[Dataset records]
** Start **

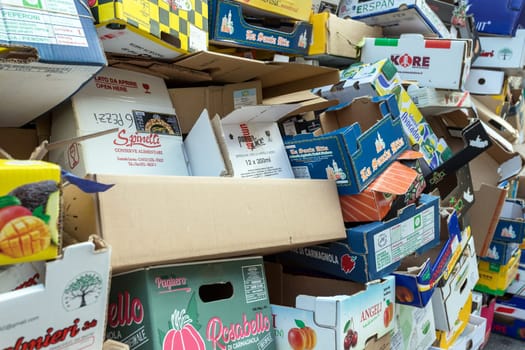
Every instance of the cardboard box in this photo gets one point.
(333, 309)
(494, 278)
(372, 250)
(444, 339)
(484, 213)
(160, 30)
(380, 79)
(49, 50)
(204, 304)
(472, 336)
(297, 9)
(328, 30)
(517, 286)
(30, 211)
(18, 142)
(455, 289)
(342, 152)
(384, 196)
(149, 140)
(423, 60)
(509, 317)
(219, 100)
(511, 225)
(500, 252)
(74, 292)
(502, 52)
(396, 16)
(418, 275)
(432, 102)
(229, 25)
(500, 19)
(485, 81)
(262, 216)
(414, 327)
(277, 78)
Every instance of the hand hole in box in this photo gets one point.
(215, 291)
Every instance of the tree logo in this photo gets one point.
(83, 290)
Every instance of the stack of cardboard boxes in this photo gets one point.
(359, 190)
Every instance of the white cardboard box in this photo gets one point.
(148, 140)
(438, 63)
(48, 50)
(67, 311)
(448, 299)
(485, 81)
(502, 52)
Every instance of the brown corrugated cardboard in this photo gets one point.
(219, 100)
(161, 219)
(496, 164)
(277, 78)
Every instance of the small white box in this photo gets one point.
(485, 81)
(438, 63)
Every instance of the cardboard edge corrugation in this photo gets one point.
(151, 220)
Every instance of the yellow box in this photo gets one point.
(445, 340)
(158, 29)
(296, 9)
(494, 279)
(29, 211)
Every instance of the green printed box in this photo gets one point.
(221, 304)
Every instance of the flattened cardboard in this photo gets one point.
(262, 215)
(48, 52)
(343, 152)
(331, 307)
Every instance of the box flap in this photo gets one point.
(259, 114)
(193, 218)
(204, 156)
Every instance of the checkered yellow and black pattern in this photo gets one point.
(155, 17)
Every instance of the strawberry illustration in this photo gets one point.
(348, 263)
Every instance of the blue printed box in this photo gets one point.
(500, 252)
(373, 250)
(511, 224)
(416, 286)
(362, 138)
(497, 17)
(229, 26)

** End **

*Exercise objective:* Could you repeat all the records above word for word, leaving out the pictures?

*Output of the exercise:*
Every instance of the cardboard box in this photo gets one point.
(333, 309)
(494, 278)
(372, 250)
(444, 339)
(484, 213)
(160, 30)
(380, 79)
(49, 50)
(204, 304)
(472, 336)
(297, 9)
(328, 30)
(517, 286)
(30, 211)
(18, 142)
(455, 289)
(342, 152)
(384, 196)
(149, 140)
(423, 60)
(509, 317)
(219, 100)
(511, 225)
(500, 252)
(74, 292)
(502, 52)
(396, 16)
(418, 275)
(432, 102)
(229, 25)
(500, 19)
(485, 81)
(262, 216)
(414, 327)
(277, 78)
Every instance of the hand hole in box in this photo gets one point.
(215, 291)
Every instance of the tree logo in this photo gets one point.
(83, 290)
Every instance of the stack of cardboard boxes in this photo gets one point.
(359, 190)
Every instance of the white cardboard box in this photo gets one point.
(148, 140)
(438, 63)
(48, 50)
(67, 311)
(448, 299)
(485, 81)
(502, 52)
Every instance of the brown corrugated cardboard in this photo gets one point.
(219, 100)
(161, 219)
(496, 164)
(277, 78)
Every instance of the small white box in this photo gets one point.
(485, 81)
(438, 63)
Every instance of the cardboard edge corrugation in this photo gets one point.
(151, 220)
Every instance of the yellow box in this photo gets one point.
(445, 340)
(158, 29)
(296, 9)
(494, 279)
(29, 211)
Every instance of the green printed box in this photo gets one point.
(221, 304)
Every instance of the flattened cardboard in this photo gets one point.
(262, 215)
(48, 52)
(343, 152)
(331, 307)
Every instance of the box flap in this photo gets one point.
(259, 114)
(193, 218)
(204, 156)
Every instance of the checkered yellow and black pattern in this photo gets one point.
(155, 17)
Every instance of the strawberry illustration in this photo gets one point.
(348, 263)
Every instance of the blue printed box in this photo gets one point.
(500, 252)
(373, 250)
(511, 224)
(416, 286)
(362, 138)
(497, 17)
(229, 26)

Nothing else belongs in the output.